Evaluates the "Search Inside the Book" technology and how it can affect book sales

An author on the Yahoo Self Publishing list asked:

>>I am planning on using this feature for my book, The Guru Next Door, A
>>Teacher’s Legacy but wanted to check with ya’ll first. Is there any
>> reason NOT to do this?

I was actually interviewed at the Book Expo America on this issue back in late May 2005. I was standing in the Google Booth having a fun discussion (argument maybe) with some Google reps not knowing that IDG News Service industry reporter Stacy Cowley was madly taking notes right next to me and then wrote it all up for PC World magazine. Here’s a link to the article which is still available online.

Google Woos Book Publishers
http://www.pcworld.com/article/121247/google_woos_book_publishers.html

What you have to realize is that the search inside the book feature gives people the ability to make a better buying decision based on a snippet of a search on a key word that you don’t know.

The effect on your book sales will be determined by what happens when people see inside your book. Will that help you sell books?

**Record excerpts:**
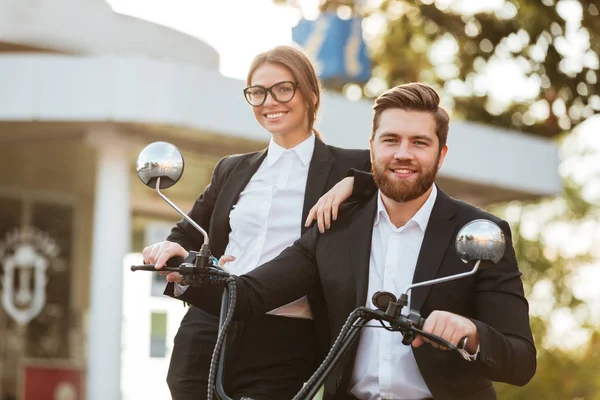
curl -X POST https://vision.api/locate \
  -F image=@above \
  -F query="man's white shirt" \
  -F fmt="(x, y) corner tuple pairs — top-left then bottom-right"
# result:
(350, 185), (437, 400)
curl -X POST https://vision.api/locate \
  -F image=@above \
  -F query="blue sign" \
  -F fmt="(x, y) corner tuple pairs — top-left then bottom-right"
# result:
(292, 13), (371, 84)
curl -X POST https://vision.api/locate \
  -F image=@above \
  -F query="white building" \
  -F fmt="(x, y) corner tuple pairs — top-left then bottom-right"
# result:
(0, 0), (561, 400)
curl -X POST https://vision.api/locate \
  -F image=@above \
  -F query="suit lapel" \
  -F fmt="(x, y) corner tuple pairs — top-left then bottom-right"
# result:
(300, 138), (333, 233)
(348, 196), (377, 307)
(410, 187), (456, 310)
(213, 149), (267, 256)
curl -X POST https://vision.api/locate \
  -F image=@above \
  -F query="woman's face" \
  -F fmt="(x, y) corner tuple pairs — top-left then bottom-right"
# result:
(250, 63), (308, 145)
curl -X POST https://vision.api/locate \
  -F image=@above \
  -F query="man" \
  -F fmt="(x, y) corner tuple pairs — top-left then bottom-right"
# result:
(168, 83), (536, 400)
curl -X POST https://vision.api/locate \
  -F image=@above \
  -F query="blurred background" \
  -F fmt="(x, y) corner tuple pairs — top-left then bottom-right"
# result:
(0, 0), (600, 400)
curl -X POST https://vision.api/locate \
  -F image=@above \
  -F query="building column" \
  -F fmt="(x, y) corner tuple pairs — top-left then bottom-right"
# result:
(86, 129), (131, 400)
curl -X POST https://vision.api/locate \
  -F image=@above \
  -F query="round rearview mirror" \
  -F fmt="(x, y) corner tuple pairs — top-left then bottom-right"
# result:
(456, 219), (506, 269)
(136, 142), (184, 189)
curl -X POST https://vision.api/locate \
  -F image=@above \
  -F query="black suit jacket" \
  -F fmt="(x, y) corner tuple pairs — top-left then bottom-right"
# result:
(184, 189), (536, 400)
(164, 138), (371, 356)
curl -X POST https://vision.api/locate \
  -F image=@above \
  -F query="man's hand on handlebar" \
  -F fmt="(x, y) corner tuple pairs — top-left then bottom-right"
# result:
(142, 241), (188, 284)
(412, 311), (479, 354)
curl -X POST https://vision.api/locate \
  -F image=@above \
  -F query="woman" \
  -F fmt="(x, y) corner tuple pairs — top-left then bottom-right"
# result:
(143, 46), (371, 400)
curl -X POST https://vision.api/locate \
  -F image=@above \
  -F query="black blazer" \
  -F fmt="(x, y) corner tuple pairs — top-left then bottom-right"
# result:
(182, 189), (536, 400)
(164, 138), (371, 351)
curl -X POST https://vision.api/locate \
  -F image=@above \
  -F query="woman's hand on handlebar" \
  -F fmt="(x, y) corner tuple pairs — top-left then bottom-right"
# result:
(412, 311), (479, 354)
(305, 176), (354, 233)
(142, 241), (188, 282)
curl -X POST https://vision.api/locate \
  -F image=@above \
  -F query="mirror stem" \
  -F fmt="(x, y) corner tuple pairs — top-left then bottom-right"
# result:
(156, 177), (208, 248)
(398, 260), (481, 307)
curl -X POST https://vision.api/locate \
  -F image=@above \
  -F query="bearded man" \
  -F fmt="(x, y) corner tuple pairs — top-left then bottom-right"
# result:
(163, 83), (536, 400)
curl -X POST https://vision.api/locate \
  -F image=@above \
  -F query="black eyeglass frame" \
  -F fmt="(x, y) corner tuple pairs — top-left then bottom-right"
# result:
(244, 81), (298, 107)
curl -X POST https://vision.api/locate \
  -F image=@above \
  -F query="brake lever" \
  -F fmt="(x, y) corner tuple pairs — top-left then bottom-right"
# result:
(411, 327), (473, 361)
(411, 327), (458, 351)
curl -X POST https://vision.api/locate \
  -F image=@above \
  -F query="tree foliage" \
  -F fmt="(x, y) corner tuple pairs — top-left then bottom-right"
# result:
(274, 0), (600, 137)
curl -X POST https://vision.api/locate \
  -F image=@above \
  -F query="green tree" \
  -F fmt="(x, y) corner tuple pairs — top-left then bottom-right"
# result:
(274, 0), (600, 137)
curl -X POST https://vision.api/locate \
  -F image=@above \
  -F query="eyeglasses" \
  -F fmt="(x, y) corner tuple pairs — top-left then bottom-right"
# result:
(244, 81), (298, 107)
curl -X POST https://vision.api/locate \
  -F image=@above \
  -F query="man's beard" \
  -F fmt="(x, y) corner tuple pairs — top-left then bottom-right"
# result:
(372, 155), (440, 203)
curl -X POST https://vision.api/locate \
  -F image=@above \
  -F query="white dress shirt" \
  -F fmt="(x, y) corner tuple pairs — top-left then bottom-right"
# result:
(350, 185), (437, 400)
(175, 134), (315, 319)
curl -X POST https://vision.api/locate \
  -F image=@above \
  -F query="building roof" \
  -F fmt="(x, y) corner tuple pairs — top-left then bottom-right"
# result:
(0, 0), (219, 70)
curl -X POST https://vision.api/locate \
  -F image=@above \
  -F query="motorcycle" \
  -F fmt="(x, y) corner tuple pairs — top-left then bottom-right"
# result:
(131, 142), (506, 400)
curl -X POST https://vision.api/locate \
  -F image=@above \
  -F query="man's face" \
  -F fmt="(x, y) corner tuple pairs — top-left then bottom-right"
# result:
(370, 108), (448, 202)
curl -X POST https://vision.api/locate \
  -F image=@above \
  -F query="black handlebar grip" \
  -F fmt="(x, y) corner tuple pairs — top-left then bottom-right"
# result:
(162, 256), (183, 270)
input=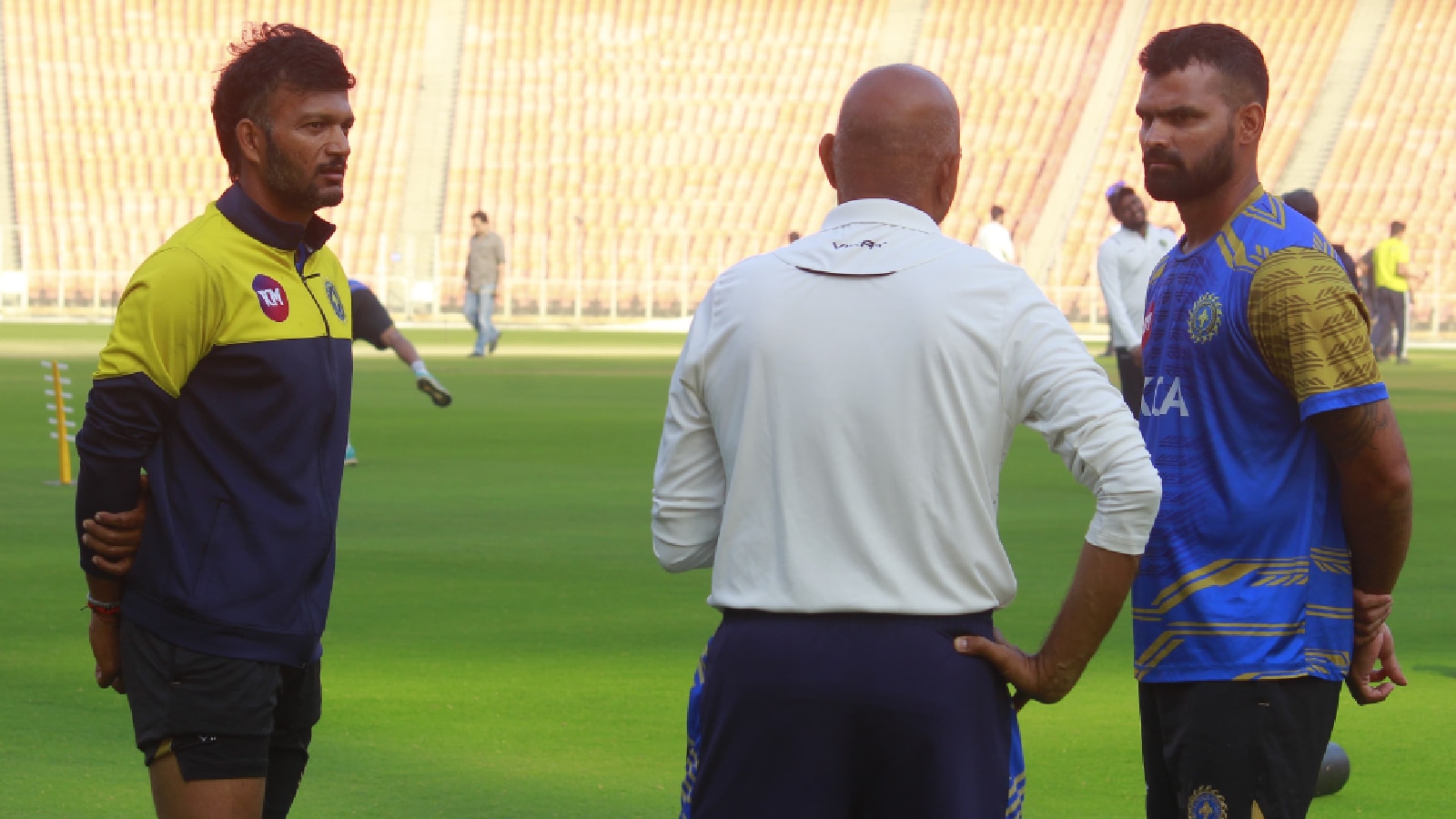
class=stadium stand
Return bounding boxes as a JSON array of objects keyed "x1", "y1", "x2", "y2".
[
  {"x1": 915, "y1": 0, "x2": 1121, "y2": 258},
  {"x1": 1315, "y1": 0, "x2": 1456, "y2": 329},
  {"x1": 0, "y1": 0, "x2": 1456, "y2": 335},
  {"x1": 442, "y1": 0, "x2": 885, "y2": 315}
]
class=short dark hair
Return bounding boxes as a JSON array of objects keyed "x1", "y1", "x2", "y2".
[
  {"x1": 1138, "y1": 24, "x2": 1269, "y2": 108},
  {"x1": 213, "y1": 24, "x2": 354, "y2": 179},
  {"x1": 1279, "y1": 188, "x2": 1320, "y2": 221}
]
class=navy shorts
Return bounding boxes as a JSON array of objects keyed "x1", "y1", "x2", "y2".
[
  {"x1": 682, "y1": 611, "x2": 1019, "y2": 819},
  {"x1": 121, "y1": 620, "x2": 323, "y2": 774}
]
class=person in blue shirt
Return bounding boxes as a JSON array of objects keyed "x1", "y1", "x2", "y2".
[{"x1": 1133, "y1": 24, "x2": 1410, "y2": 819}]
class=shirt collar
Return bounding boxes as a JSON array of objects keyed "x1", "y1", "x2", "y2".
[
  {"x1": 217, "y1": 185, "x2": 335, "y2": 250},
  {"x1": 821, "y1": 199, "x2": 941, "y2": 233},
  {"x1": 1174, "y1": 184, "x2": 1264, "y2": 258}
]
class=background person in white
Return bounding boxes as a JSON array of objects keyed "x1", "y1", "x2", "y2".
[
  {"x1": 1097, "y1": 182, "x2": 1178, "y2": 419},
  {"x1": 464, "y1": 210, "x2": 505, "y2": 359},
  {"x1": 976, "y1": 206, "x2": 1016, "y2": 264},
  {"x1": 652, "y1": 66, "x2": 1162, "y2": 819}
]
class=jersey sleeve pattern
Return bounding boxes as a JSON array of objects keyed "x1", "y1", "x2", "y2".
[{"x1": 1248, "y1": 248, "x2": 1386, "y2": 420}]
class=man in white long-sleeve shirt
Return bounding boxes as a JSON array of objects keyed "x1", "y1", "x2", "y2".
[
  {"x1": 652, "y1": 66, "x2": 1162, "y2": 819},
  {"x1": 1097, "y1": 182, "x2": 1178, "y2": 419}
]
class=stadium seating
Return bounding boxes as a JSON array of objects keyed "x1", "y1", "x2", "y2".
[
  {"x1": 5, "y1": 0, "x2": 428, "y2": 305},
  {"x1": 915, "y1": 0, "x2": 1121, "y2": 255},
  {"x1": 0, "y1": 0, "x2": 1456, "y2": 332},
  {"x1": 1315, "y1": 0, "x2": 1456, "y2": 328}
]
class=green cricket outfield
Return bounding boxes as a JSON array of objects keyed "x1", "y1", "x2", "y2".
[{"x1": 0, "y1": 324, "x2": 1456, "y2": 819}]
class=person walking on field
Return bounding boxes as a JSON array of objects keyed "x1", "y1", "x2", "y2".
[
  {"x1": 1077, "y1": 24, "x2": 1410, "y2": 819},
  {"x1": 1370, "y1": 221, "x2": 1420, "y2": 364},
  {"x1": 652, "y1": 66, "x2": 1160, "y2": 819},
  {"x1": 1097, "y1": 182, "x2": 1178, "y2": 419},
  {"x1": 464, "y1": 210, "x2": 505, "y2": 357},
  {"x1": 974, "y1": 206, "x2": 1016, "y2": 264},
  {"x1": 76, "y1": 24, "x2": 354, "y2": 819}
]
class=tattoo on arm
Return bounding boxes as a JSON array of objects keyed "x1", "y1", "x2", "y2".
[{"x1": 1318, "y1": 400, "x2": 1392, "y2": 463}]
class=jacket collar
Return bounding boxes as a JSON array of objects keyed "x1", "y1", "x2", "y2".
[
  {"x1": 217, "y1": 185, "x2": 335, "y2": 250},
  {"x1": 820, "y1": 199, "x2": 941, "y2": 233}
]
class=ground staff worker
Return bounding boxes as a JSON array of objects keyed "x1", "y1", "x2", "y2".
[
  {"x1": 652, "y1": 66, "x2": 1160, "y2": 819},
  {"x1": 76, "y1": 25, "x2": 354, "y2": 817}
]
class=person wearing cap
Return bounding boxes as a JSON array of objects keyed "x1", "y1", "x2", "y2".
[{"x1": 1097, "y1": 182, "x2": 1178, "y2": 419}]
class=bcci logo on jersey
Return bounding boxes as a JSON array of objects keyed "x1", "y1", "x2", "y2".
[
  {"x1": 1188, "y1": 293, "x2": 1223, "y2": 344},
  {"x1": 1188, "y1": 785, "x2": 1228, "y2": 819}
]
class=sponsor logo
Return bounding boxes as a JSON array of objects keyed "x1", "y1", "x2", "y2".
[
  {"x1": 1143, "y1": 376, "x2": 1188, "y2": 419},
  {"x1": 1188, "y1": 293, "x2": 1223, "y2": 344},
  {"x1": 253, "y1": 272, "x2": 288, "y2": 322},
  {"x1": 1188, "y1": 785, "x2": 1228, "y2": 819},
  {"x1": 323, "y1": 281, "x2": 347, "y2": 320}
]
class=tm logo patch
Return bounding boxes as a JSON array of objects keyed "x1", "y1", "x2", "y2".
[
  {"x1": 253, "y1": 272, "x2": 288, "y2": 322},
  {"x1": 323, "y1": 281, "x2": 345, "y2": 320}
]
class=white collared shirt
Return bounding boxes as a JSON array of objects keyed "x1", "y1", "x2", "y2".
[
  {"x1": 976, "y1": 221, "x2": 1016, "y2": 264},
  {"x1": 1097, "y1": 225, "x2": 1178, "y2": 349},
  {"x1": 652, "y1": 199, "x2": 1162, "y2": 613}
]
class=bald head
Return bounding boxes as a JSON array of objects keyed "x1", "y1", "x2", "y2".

**Task to carry out:** Resume the text on the "Search Inside the Book" feature and book sales from the point where it stops.

**Task answer:**
Maybe.

It’s a lot like what happens if someone goes to the bookstore and finds your book on the shelf. If someone picks it up and turns the pages, what happens?

That’s about the size of it only now they are browsing online.

The question as far as book sales go is this:

Will a buying decision be favored if the reader sees what’s inside?

If the answer is yes, then theoretically, sales are improved compared to buying decisions based on cover, reviews, and testimonials only.

If the answer is no, then it likely doesn’t help you sell books.

The answer is in some ways dependent on the content and style of writing, organization, presentation, font size, and other characteristics of the content inside of the book.

The answer is also dependent on what the Amazon searcher enters, and how they feel about your book after reading the snippet they receive.

You have control over of the features of the content and presentation of your book. You don’t have control over what the searcher sees.

You also don’t have control over what Amazon or Google let’s the reader see.

You can experience this effect on your own buying purchases if you actively use this feature and make these types of observations when shopping.

What happens when people pick up your book? You need to find out in person first. Then you can estimate what happens online.

You might want to test the book without the search inside the book for a month or two before you add in the feature and then compare what if anything happens.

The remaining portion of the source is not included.